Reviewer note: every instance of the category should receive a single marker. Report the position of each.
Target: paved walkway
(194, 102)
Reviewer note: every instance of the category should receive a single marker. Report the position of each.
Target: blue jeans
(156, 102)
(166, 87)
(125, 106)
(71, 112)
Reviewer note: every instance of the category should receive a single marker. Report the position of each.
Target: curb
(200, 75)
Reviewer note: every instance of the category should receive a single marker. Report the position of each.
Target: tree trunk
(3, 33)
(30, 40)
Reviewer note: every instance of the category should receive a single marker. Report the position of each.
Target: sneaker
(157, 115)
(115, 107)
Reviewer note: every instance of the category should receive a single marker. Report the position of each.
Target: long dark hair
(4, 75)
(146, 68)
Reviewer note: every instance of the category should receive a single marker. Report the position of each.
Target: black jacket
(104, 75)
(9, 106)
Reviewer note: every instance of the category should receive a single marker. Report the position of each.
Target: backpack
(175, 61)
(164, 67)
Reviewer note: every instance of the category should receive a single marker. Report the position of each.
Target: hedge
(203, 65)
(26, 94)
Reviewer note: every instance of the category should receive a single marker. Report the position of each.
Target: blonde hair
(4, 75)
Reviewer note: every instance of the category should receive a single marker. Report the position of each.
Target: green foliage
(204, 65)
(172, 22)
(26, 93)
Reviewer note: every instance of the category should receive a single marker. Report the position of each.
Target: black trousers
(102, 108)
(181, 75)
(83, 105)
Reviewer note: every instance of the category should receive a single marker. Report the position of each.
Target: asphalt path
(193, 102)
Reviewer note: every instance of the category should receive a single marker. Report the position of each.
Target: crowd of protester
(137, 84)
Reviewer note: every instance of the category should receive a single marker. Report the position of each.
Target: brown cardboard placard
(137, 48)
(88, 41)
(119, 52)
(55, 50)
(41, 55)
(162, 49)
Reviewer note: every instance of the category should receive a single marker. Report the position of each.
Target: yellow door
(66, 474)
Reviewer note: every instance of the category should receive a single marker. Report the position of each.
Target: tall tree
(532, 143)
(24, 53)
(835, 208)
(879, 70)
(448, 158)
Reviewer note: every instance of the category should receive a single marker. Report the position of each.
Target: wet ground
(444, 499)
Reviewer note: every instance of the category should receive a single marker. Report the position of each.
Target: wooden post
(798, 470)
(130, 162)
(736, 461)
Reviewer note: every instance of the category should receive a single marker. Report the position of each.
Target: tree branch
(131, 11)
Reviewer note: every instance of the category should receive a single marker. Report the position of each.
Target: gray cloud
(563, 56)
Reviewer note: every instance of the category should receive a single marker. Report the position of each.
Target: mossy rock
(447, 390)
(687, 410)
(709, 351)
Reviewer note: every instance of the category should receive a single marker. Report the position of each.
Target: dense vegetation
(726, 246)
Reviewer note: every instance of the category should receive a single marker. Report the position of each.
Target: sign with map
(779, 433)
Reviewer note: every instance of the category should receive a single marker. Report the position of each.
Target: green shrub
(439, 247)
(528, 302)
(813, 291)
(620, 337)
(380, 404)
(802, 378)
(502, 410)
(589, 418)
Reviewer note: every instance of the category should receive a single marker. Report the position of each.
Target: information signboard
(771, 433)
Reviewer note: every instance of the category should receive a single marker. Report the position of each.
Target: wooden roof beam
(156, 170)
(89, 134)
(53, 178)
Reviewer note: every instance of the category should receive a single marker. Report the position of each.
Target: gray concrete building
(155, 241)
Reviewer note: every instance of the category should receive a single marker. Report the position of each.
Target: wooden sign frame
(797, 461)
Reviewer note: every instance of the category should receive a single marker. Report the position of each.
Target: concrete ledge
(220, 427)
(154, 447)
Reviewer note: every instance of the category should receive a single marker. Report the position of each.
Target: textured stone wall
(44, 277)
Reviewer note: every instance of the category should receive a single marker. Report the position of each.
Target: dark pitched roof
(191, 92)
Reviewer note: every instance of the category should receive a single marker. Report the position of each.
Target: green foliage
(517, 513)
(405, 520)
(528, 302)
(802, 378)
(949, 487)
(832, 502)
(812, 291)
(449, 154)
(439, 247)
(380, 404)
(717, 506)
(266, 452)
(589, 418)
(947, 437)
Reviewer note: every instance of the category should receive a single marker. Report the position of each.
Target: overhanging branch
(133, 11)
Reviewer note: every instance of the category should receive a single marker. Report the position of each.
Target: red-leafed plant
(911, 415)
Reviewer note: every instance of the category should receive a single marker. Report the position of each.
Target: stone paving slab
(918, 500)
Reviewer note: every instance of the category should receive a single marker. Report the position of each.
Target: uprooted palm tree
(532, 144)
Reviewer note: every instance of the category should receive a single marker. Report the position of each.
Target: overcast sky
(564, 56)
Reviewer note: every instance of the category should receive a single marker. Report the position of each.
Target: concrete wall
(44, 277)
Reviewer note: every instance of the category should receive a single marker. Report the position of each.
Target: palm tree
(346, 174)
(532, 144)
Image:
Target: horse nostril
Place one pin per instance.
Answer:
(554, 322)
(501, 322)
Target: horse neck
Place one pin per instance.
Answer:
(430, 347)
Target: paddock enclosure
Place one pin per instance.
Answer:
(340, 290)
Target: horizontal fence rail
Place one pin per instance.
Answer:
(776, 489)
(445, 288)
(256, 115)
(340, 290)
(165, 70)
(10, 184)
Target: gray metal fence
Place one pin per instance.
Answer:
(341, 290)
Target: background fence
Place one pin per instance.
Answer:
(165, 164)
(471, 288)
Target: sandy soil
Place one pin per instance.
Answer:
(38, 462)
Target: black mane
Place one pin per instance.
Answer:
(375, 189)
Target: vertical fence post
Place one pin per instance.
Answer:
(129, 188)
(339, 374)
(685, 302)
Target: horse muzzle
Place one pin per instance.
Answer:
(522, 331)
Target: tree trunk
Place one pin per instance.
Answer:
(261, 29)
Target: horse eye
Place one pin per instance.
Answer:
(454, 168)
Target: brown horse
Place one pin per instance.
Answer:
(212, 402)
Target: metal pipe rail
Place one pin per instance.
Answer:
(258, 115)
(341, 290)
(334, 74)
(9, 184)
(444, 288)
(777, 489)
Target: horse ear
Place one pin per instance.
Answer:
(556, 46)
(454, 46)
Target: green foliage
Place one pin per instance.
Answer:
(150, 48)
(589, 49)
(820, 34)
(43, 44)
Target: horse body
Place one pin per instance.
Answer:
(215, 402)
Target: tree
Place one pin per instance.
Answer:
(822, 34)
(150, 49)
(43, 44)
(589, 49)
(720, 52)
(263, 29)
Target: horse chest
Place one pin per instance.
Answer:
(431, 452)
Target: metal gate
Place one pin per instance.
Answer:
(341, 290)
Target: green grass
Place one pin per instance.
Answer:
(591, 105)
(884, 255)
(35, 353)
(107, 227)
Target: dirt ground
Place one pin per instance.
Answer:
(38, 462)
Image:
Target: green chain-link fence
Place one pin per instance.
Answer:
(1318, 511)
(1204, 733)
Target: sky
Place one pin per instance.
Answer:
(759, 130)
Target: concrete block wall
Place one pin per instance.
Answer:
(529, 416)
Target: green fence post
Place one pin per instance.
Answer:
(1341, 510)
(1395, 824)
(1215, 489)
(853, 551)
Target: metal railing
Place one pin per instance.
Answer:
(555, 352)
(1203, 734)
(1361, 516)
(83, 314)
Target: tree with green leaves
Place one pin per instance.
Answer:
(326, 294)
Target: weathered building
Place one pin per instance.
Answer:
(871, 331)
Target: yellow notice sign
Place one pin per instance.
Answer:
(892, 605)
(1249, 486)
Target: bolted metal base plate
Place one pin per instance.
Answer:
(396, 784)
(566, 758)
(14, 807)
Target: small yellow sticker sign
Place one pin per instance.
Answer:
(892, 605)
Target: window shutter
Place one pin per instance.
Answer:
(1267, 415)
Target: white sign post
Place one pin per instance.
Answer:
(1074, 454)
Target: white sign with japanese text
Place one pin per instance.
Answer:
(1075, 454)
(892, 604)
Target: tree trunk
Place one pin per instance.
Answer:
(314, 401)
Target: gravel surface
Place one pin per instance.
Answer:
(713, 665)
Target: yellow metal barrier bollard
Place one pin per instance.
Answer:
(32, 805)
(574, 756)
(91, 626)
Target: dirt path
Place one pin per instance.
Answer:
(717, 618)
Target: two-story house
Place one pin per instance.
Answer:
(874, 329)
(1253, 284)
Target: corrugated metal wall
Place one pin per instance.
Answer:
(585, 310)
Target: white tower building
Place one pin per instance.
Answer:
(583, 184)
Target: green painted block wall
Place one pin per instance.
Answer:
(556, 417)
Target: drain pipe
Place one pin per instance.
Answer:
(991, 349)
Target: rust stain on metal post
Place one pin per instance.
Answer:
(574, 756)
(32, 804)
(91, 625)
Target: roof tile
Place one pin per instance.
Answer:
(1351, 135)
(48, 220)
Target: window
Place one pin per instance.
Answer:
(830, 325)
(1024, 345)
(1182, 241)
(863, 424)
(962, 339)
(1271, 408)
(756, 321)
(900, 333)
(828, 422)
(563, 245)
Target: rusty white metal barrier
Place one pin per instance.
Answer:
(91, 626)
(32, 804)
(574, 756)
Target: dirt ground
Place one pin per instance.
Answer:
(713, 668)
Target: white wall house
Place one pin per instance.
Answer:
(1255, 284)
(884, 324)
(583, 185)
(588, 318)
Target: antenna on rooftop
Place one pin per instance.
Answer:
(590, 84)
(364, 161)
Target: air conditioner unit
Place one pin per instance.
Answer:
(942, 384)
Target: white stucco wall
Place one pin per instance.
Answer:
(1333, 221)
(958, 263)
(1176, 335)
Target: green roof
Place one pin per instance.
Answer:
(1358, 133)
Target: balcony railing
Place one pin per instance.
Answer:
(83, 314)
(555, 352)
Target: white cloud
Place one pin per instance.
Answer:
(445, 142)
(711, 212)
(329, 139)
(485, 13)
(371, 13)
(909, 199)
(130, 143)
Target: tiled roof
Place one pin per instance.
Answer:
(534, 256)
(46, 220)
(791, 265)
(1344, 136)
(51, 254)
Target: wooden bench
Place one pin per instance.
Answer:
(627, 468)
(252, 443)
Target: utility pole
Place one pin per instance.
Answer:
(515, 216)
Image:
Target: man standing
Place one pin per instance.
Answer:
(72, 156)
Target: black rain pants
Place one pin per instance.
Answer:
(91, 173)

◆ ◆ ◆

## TASK BRIEF
For this exercise, repeat exactly the lines of the data above from the one with "Target: uprooted palm tree" down to the one with "Target: vertical fence post", both end lines included.

## TASK ANSWER
Target: uprooted palm tree
(532, 144)
Reviewer note: every instance of the category should receive a single marker. Report the position of each.
Target: overcast sky
(564, 56)
Reviewer note: every instance of the category should receive a single marker. Report the position of each.
Target: concrete wall
(44, 277)
Reviewer note: every instance of the category should receive a single marker. Report the position of each.
Target: palm tree
(346, 174)
(532, 144)
Image:
Target: horse nostril
Place one pin per instance.
Answer:
(554, 322)
(501, 322)
Target: horse neck
Place one pin per instance.
Answer:
(430, 347)
Target: paddock enclosure
Place one pin per instance.
Answer:
(340, 290)
Target: horizontal fence rail
Place one pin per instance.
Answer:
(776, 489)
(445, 288)
(256, 115)
(340, 290)
(165, 70)
(10, 184)
Target: gray metal fence
Place one pin per instance.
Answer:
(341, 290)
Target: background fence
Place one pin per instance.
Answer:
(165, 164)
(471, 288)
Target: sandy soil
Place one pin per instance.
Answer:
(38, 462)
Target: black mane
Place one pin per instance.
Answer:
(375, 189)
Target: vertical fence post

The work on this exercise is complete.